What you are asked to do -
Copy the lines below, beginning at the line that has "segment --target=rocky shoreline" and stopping after the line that has "238L123 220L184 214L170", and swap "top-left corner" for "upper-left corner", leaving everything else unchanged.
+++
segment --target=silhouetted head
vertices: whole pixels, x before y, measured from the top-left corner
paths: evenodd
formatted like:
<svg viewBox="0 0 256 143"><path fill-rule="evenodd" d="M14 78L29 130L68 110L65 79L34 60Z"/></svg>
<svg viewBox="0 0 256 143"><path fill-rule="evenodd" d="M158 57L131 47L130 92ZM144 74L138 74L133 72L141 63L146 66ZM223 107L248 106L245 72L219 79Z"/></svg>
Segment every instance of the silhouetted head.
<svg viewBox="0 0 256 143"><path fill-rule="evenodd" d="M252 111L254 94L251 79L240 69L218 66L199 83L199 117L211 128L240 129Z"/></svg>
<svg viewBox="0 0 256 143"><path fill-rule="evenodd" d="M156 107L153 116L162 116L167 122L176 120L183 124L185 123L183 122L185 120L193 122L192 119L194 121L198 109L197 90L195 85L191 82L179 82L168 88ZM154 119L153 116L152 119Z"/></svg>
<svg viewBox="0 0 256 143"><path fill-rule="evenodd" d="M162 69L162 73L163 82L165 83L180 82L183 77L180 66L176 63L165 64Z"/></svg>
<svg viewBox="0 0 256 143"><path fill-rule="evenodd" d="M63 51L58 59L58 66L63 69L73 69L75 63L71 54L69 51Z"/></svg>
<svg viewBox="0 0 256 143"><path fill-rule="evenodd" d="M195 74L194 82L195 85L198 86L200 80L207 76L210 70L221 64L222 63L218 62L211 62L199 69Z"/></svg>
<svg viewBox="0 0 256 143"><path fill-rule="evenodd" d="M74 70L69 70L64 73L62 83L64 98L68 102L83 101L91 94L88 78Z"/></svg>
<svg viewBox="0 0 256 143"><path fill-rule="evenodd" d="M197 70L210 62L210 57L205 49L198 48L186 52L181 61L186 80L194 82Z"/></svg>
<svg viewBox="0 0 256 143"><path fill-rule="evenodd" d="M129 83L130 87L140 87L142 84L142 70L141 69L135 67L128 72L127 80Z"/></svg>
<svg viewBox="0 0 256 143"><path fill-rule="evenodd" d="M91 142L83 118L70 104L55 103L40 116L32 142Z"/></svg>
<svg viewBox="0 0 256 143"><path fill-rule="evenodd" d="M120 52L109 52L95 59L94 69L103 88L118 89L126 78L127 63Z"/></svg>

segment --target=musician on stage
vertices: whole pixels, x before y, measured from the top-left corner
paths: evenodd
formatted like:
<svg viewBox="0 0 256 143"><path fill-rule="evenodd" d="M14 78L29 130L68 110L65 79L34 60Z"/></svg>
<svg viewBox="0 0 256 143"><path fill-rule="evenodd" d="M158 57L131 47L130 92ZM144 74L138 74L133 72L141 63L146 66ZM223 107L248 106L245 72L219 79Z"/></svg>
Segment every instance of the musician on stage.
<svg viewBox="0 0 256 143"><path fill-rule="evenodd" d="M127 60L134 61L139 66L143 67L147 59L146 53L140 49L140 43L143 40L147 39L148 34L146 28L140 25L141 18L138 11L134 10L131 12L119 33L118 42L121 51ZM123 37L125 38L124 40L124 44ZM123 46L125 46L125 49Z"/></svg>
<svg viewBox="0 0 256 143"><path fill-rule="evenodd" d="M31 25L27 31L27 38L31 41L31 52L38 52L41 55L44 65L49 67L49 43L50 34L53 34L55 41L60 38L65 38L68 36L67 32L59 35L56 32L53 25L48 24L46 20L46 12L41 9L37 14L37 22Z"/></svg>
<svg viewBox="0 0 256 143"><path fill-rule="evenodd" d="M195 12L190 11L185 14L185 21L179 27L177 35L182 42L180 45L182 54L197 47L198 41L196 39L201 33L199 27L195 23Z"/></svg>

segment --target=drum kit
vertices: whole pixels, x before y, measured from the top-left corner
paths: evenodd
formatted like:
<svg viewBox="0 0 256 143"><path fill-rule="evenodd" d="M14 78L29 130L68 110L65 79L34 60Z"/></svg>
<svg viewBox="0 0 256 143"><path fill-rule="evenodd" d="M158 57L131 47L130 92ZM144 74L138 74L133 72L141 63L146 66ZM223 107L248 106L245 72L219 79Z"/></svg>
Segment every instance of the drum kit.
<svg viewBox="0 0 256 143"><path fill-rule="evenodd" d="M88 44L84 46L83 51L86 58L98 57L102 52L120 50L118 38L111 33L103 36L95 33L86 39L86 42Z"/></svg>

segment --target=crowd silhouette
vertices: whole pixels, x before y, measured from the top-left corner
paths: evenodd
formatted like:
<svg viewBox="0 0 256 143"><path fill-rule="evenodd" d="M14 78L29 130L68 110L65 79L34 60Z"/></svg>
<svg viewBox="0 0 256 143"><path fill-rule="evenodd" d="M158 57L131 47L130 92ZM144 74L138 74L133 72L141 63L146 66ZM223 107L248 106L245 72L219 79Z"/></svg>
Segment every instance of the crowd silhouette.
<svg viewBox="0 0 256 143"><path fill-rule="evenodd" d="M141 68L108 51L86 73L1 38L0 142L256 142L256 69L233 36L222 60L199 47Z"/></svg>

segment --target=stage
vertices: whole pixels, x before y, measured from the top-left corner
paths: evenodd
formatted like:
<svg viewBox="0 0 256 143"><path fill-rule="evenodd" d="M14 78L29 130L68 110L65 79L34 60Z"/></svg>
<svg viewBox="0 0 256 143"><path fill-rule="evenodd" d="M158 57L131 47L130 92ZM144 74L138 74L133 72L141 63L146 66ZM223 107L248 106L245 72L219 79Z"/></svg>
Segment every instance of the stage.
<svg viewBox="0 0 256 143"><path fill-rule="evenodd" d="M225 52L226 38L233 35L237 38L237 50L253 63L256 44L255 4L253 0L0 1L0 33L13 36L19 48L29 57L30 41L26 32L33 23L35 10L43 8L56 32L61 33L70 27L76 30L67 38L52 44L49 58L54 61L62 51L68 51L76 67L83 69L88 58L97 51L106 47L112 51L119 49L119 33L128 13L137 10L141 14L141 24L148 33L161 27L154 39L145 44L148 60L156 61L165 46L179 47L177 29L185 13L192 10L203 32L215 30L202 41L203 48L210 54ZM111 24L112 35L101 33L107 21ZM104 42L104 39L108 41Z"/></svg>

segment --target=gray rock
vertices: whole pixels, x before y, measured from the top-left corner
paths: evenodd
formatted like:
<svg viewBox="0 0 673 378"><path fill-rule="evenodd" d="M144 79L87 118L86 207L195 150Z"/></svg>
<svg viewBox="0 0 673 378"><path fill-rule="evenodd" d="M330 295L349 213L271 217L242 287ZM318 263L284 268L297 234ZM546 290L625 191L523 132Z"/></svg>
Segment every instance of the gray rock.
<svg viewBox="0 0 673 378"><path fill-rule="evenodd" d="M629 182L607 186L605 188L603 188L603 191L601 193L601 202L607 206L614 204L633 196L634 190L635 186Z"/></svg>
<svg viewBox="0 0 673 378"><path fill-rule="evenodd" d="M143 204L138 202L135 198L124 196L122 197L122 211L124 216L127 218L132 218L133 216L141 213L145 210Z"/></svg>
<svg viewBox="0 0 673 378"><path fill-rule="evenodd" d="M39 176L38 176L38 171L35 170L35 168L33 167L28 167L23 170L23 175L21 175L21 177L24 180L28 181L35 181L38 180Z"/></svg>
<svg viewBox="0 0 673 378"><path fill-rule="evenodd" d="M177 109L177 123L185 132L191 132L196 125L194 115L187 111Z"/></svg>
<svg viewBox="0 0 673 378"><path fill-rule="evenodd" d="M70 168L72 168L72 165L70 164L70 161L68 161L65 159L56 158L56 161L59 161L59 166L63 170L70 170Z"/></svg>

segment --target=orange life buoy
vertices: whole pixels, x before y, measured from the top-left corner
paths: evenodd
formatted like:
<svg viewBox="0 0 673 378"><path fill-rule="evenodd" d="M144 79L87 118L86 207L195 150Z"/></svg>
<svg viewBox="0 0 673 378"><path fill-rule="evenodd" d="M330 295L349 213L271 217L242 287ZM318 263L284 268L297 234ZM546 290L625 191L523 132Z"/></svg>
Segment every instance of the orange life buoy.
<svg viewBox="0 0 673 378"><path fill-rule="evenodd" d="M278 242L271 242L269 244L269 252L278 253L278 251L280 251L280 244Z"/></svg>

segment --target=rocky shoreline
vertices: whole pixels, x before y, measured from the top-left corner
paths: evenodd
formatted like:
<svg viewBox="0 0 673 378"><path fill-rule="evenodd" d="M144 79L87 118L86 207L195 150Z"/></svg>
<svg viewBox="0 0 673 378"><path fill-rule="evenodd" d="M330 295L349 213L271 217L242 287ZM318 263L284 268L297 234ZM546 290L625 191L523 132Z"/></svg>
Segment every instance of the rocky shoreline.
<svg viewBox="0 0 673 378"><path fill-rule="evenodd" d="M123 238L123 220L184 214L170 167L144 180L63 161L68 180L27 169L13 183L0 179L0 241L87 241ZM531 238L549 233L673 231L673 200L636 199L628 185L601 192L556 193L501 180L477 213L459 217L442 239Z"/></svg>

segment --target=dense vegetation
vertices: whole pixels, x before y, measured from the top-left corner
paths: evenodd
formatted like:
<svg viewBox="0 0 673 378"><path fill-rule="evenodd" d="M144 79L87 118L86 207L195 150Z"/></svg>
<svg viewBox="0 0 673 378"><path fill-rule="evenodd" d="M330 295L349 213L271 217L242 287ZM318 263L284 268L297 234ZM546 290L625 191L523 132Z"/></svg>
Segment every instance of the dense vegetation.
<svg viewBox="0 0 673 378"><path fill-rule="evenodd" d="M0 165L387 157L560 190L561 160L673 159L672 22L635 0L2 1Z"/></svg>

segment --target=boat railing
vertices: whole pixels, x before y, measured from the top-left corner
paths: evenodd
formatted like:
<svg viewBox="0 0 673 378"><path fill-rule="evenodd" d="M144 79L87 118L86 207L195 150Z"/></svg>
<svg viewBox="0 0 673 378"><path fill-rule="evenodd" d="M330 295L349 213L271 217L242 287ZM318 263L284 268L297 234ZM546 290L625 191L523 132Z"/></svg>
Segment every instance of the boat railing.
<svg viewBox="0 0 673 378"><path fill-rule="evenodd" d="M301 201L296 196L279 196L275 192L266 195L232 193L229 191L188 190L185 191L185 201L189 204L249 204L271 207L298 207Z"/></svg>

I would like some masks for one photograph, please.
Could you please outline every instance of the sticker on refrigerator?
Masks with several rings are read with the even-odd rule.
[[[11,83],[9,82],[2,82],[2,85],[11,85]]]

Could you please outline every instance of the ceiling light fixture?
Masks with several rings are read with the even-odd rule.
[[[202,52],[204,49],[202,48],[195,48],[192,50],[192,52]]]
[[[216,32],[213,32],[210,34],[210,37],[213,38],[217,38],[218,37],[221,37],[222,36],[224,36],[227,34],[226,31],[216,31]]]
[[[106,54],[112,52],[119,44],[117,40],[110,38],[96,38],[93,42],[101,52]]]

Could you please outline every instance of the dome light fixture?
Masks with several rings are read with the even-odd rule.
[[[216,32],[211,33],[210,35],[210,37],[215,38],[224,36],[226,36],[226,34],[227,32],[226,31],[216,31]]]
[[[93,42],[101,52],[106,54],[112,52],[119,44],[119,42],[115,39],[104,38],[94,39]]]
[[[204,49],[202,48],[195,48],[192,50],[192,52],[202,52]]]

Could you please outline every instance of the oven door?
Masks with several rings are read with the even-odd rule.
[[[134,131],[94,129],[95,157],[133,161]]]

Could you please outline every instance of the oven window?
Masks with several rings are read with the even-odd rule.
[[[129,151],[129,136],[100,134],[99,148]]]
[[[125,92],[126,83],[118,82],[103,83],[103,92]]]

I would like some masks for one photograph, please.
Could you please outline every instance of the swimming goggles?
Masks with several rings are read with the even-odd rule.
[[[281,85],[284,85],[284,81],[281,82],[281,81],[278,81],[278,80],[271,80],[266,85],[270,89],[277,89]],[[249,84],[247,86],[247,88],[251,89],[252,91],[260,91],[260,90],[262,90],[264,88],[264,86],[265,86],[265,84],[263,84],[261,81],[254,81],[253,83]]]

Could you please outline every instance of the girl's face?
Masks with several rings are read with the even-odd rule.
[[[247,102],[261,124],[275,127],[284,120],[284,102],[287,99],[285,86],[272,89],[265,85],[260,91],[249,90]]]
+++
Correct response -
segment --target=rocky shoreline
vertices: whole pixels, x before y, measured from the upper-left corner
paths: evenodd
formatted like:
<svg viewBox="0 0 673 378"><path fill-rule="evenodd" d="M144 79L87 118L86 207L195 150Z"/></svg>
<svg viewBox="0 0 673 378"><path fill-rule="evenodd" d="M330 295L349 213L271 217L242 287ZM318 263L284 268L297 234ZM546 290L625 191L523 132Z"/></svg>
Segment every instance of the rocky shoreline.
<svg viewBox="0 0 673 378"><path fill-rule="evenodd" d="M123 238L123 220L184 214L170 167L144 180L63 161L68 180L27 169L13 183L0 179L0 241L87 241ZM531 238L549 233L673 231L673 200L636 199L628 185L601 192L556 193L501 180L477 213L459 217L442 239Z"/></svg>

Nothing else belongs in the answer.